### Document extract
· · · ·

The structure of XylR–d-xylose complex was solved to 2.90 Å by multi-wavelength anomalous diffraction (MAD) using crystals grown with selenomethionine-substituted protein. Selenomethionine-substituted XylR was produced using the methionine inhibitory pathway method. The selenomethionine-substituted protein was purified as for wild type, with the exception that 5 mM β-mercapto-ethanol (β-ME) was included in all buffers. MAD data were collected on these crystals, and the selenium sites located with SOLVE, resulting in a figure of merit of 0.67 (17). The phases were improved by density modification using the program RESOLVE. The structure was then manually built using Coot (18) and refined in REFMAC5 (19). The final XylR–d-xylose structure includes residues 1–46, 55–389, 1 d-xylose molecule and 53 solvent molecules and has Rwork/Rfree values of 21.9%/27.9% to 2.90 Å resolution. The apo XylR structure was solved by molecular replacement (using MolRep) with the XylR structure (minus the d-xylose). This structure contains residues 1–46, 55–389 of each of the three subunits and was minimally refined in CNS to Rwork/Rfree values of 28.9%/31.6% to 3.40 Å resolution (20). Selected data collection and refinement statistics are given in Table 1.

Table 1.

Selected crystallographic data for XylR structures

Selenomethionine MAD data for XylR–d-xylose
    Energy (keV) 12678.8/peak 12676.8/inflection 12979.6/remote
    Resolution (Å) 107.83-2.90 107.83-2.90 107.83-2.90
    Overall Rsym(%)a 7.5 (36.6)b 7.5 (36.2) 7.9 (38.5)

· · · ·

### Material supplied

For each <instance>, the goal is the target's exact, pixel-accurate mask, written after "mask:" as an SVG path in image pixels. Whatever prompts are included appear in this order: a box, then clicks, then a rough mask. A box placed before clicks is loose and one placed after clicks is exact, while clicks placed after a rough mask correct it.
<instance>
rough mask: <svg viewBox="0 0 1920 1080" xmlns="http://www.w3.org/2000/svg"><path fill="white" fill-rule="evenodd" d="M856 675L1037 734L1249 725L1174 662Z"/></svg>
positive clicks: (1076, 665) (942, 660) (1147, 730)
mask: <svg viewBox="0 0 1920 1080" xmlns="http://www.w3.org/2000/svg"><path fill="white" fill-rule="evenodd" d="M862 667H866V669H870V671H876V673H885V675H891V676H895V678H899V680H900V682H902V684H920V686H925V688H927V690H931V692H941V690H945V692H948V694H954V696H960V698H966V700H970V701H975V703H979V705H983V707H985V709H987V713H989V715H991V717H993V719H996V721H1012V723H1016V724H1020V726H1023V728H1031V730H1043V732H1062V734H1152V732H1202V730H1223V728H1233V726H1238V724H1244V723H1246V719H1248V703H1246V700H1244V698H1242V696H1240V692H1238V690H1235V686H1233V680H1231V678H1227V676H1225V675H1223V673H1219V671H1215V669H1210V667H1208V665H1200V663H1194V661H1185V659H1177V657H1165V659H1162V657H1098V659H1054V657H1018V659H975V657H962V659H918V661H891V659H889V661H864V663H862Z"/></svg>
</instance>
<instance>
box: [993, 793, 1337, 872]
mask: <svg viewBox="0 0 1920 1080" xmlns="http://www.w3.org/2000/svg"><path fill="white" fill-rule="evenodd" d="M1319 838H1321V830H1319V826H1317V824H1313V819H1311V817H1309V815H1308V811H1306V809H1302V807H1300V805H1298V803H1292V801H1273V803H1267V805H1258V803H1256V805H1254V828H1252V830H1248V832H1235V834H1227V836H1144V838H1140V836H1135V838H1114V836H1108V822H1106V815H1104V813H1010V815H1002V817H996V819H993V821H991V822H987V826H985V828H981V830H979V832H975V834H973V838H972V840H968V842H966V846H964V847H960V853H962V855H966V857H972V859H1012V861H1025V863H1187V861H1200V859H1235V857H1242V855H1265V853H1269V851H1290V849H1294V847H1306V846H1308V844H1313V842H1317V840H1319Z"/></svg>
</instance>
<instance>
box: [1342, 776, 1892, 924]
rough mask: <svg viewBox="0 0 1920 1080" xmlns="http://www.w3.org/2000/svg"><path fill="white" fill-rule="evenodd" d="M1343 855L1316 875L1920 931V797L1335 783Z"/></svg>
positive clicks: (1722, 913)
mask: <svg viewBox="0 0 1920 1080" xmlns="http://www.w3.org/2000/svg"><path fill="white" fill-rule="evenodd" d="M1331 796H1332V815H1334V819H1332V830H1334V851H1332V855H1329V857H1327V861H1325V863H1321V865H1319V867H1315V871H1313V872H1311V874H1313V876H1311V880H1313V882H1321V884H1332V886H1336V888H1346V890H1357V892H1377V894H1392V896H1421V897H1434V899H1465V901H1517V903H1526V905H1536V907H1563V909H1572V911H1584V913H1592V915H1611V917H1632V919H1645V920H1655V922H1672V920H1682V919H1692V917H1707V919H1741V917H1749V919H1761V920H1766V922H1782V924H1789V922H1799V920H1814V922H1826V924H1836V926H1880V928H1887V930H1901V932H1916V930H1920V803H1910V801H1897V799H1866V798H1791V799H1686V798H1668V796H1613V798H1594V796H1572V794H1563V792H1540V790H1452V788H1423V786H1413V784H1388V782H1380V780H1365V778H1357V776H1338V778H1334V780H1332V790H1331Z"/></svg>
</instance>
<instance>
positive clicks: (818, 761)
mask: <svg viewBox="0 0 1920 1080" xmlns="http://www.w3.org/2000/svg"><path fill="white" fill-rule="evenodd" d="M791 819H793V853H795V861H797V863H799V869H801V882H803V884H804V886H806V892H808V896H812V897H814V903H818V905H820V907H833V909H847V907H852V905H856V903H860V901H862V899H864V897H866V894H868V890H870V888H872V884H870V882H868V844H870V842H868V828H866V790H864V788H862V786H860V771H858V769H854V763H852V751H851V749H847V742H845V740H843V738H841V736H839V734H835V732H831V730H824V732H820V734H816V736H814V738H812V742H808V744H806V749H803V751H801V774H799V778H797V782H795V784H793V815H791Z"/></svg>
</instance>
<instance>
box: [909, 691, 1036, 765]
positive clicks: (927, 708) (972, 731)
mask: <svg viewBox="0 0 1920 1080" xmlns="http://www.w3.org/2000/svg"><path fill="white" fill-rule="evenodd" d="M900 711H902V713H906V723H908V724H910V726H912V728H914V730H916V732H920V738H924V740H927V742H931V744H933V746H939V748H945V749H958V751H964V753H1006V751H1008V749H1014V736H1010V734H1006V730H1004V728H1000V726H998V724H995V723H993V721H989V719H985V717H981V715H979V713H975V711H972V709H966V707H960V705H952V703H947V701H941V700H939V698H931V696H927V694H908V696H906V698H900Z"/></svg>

· · · ·

### Task to complete
Please copy the XylR structure passage again, starting with "Selected crystallographic data" and going on through "(36.2) 7.9 (38.5)", and change "Energy" to "Photon energy".

### Response to this exercise
Selected crystallographic data for XylR structures

Selenomethionine MAD data for XylR–d-xylose
    Photon energy (keV) 12678.8/peak 12676.8/inflection 12979.6/remote
    Resolution (Å) 107.83-2.90 107.83-2.90 107.83-2.90
    Overall Rsym(%)a 7.5 (36.6)b 7.5 (36.2) 7.9 (38.5)